● **Aufgaben**
[1] Gib aus dem Text über die EU-Plattformrichtlinie den Abschnitt von „01 dok: Europäischer“ bis einschließlich „dadurch überstimmt werden.“ wörtlich wieder.
[2] Welche beiden Länder wechselten laut dem Text über die EU-Plattformrichtlinie auf die Seite der Unterstützer?
[3] Schreib den Text über die EU-Plattformrichtlinie nach seinem letzten Satz weiter.

● **Vorgegebener Text**

>>>

Politische Berichte Nr.02/2024 (PDF)32
Solidarisches Europa

* 31a-Equal Pay Day-juretzek-5.html * 31b-eu-kandidat-trabert-in-mannheim-cornides-5.html * 32-eu-schutz-von-plattformbeschaetigten-rocker-5.html

Europäische Union: Mehr Schutz für Plattformbeschäftigte

Bruno Rocker, Berlin

01 dok: Europäischer Rat – Pressemitteilung vom 11. März 2024 (Auszüge) – Plattformbeschäftigte: Rat bestätigt Einigung über neue Vorschriften zur Verbesserung ihrer Arbeitsbedingungen

Am 11. März haben die Mitgliedsstatten der EU die neue EU-Plattformrichtlinie verabschiedet.* Erhebliche Bemühungen der belgischen Ratspräsidentschaft für einen Kompromissvorschlag waren dafür nötig. Letztlich führte der Wechsel von Estland und Griechenland auf die Seite der Unterstützer der neuen Richtlinie endlich die erforderliche „doppelte Mehrheit“ (55% der Mitgliedsländer, 65% der EU-Bevölkerung) herbei. Die fortdauernde Verweigerung Frankreichs und der Bundesrepublik Deutschland, die allein ca. 33% der EU-Bevölkerung ausmachen, konnte dadurch überstimmt werden.

<<<

● **Datensätze aus einer Datenquelle**
>>>

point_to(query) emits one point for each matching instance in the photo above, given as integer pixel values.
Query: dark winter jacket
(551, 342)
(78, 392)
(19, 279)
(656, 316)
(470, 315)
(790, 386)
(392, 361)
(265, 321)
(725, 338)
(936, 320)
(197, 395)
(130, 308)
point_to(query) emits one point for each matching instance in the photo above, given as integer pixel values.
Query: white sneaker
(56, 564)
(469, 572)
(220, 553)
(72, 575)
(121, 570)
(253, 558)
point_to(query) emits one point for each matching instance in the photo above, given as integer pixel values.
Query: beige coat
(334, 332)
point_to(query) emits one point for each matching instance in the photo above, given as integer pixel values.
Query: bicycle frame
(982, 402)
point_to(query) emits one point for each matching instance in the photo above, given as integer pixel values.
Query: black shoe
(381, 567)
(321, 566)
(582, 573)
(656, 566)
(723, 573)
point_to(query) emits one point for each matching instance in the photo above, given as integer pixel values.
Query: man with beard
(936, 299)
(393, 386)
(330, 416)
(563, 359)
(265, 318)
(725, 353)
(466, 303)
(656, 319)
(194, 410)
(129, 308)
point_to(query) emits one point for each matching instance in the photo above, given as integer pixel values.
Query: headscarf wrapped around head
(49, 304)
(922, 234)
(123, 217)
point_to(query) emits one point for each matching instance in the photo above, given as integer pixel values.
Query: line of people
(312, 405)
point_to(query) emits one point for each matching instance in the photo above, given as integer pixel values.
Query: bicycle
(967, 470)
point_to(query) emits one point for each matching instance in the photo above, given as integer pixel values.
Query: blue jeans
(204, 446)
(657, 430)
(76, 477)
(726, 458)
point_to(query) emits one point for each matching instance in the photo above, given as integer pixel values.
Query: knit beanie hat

<<<

● **Erwartete Antworten**
[1]
01 dok: Europäischer Rat – Pressemitteilung vom 11. März 2024 (Auszüge) – Plattformbeschäftigte: Rat bestätigt Einigung über neue Vorschriften zur Verbesserung ihrer Arbeitsbedingungen

Am 11. März haben die Mitgliedsstatten der EU die neue EU-Plattformrichtlinie verabschiedet.* Erhebliche Bemühungen der belgischen Ratspräsidentschaft für einen Kompromissvorschlag waren dafür nötig. Letztlich führte der Wechsel von Estland und Griechenland auf die Seite der Unterstützer der neuen Richtlinie endlich die erforderliche „doppelte Mehrheit“ (55% der Mitgliedsländer, 65% der EU-Bevölkerung) herbei. Die fortdauernde Verweigerung Frankreichs und der Bundesrepublik Deutschland, die allein ca. 33% der EU-Bevölkerung ausmachen, konnte dadurch überstimmt werden.

[2] Estland und Griechenland.

[3]
Plattformarbeit gilt laut Definition der EU als eine Arbeitsform, bei der Organisationen oder Einzelpersonen über eine Online-Plattform mit anderen Organisationen oder Einzelpersonen in Kontakt treten, um gegen Bezahlung spezifische Dienstleistungen zu erbringen. Plattformarbeit gibt es in vielen Formen und unterschiedlichen Dimensionen. Dazu gehören beispielsweise neben den bekannten Lieferdiensten für Essen und Lebensmittel auch Kinderbetreuung, Altenpflege oder Taxifahrten. Bereits 2022 waren in den rund 500 digitalen Arbeitsplattformen mehr als 28 Millionen Menschen in einer (oder mehrere) dieser digitalen Arbeitsplattformen tätig. Bis zum Jahr 2025 wird von der EU ein Anstieg auf ca. 43 Millionen Beschäftigte erwartet.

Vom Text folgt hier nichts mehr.